• _SELECTED EXTRACT_:
— begin —

The following Sections present overview of basic results obtained in our time-domain simulations of extended transmission line time-delay oscillators.


2. Kinds of circuits and forms of oscillations

We consider solid-state oscillators that can be presented as a combination of both the lumped units (lumped circuit blocks) and distributed microstrip sections (pieces of transmission lines) of different configurations. Microstrip sections provide interconnects between the lumped units and produce time-delay in the coupling between different circuit components.

The lumped units are built up of discrete active and passive devices whose interconnects within each block are of infinitesimal length as compared to the typical wavelength λ 0 of the electromagnetic (EM) waves emerging in the system as a result of complicated self-oscillation process. For this reason, there is no time delay arising due to signal propagation between discrete elements, including active devices, within each lumped unit. There are neither special time-delay devices of other kinds included in the lumped units. The units being used are, in fact, rather simple pieces of circuits made up of active devices (Gunn diodes, avalanche diodes, resonant tunneling diodes) and passive elements (resistors, capacitors, and inductances).

The distributed sections are the pieces of microwave transmission lines (e.g., microstrip lines as representative elements or any other waveguide structures). Transmission lines (TL) provide time-delay coupling between the lumped units. Time delay appears in the coupling between the lumped units connected by any TL section because of some time needed for the EM wave propagation along the section between the units. The time delay has to be accounted in the analysis when the length d n of the relevant TL section identified by index n is not too small as compared to the typical wavelength λ 0 of the EM waves propagating along the section.

Schematics of a few circuits being considered are presented in Sections 5, 7, and 8 below. Depending on the kind of circuits, different types of nonlinear oscillation can be excited in time-delay systems. The key elements in these distributed systems are the active blocks that contain one or another kind of solid-state active devices.

We consider the EHF solid-state devices such as Gunn diodes or the resonant tunneling diodes (RTD) that can operate in a broad range of frequencies varying from, essentially, 10GHz to about 1 THz and more. The operation of these devices and oscillators is best understood in terms of the negative resistance oscillator concepts [7, 8]. Typically, we consider the Gunn diode circuits in our models, though one example of RTD system is discussed in the Section 8. In practice, the most common are the GaAs Gunn diodes but GaN devices are now of greater interest due to their potential for high-power and high-frequency operation.

The Gunn diodes are simulated using the approximation of limited space-charge accumulation (LSA) mode. In this mode, the strong-field domain in the Gunn diode is bounded to the surface electric contact and can only oscillate near the contact rather than travel through the entire structure. Then, the oscillation frequency of the Gunn diode can vary in a broad range and achieve rather high values.

Using the LSA approximation, the device operation can be described in terms of the given current-voltage characteristics with negative differential resistance (NDR) region. In this model, the current-voltage characteristics of typical Gunn diodes, e.g., GaAs diodes, can be presented in the following form [17, 18, 19, 20, 21, 22, 23, 24].

— end —

• _SOURCE DATA_:
— begin —

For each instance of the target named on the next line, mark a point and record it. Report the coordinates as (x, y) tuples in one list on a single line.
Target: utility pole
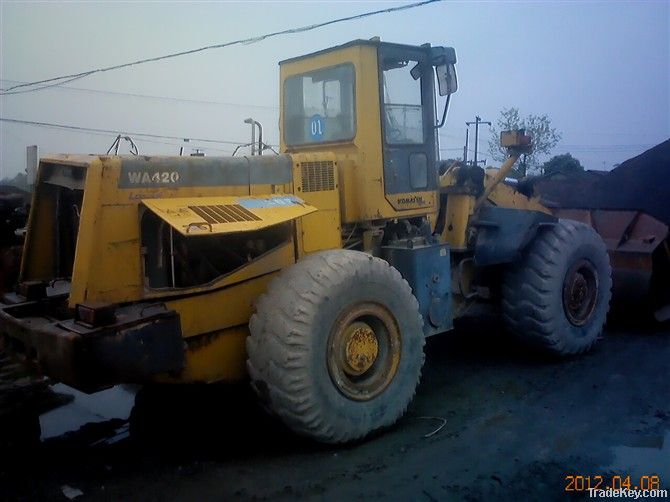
[(465, 148), (477, 121)]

— end —

• _OBJECTIVES_:
(A) Decide whether each statement agrees with the passage on time-delay oscillators, answering yes or no and quoting the words of the passage that settle it. (i) The lumped units contain special time-delay devices. (ii) In the LSA mode, the strong-field domain of the Gunn diode travels through the entire structure. (iii) Microstrip sections produce time delay in the coupling between circuit components.
(B) Carry on writing the passage on time-delay oscillators, picking up after its final sentence.

• _OUTPUTS_:
(A)
(i) No: "There are neither special time-delay devices of other kinds included in the lumped units."
(ii) No: "can only oscillate near the contact rather than travel through the entire structure."
(iii) Yes: "Microstrip sections provide interconnects between the lumped units and produce time-delay in the coupling between different circuit components."

(B)
G e = G 0 F e E1

where G e is the diode current in relative units, F e is the function defining the shape of the current-voltage characteristics, G e = G 0 I e / I 0 , G 0 = Z 0 I 0 / V 0 , e = V / V 0 , I 0 and V 0 are the scaling factors for the diode current I e and voltage V , respectively, and Z 0 is the microstrip wave impedance ( I 0 and V 0 parameters are specified by the Gunn diode threshold current and voltage, respectively).

The Gunn diode self-excitation begins when the voltage V falls in the NDR region. We accept the intrinsic impedance of microstrip lines to be Z 0 = 50 Ohm and use G 0 = 2 as a typical Gunn diode parameter (typically, I 0 = 0.2 A, V 0 = 5 V for GaAs and I 0 = 1.2 A, V 0 = 30 V for GaN structures).

The formulation in terms of the current-voltage characteristics, which is typical for the LSA approximation, means that the diode is capable of instant response to any external signal. The operation of such a diode is, formally, not limited from above by any high frequency value. In reality, though, the high-frequency operation is limited by the diode intrinsic capacitance C and the inductance L of the mounting contacts. These parameters define the natural intrinsic frequency of the Gunn diode when it is mounted in one or another way in the transmission line. Typically, due to quite noticeable value of inductance, this intrinsic frequency is lower than the highest frequency accessible for the diode operation.

In our models, we consider both kinds of approximations when the Gunn diode is either not limited in the oscillation frequency or, on the contrary, is characterized by intrinsic capacitance and inductance, which impose the limit on the diode operation frequency. In the latter case, the intrinsic capacitance and inductance are defined as the effective components directly connected to the Gunn diode within the lumped active unit.

Early models, for simplicity, did not account for the diode capacitance and inductance, thus, ignoring the diode frequency limit. The approximation allowed us to significantly simplify the original problems and reduce them to the forms which are more accessible for numerical simulations. In this way, we could consider self-excitation and nonlinear dynamics of the EM field oscillations in a closed two-dimensional (2D) rectangular cavity with an active wall [17, 18] and self-emergence of trains of pulses emitted from one-dimensional (1D) cavity with such a wall on the one side and a dielectric plate as a semi-transparent mirror on the other side that makes the cavity an open resonator [19]. These simulations are discussed in Section 4.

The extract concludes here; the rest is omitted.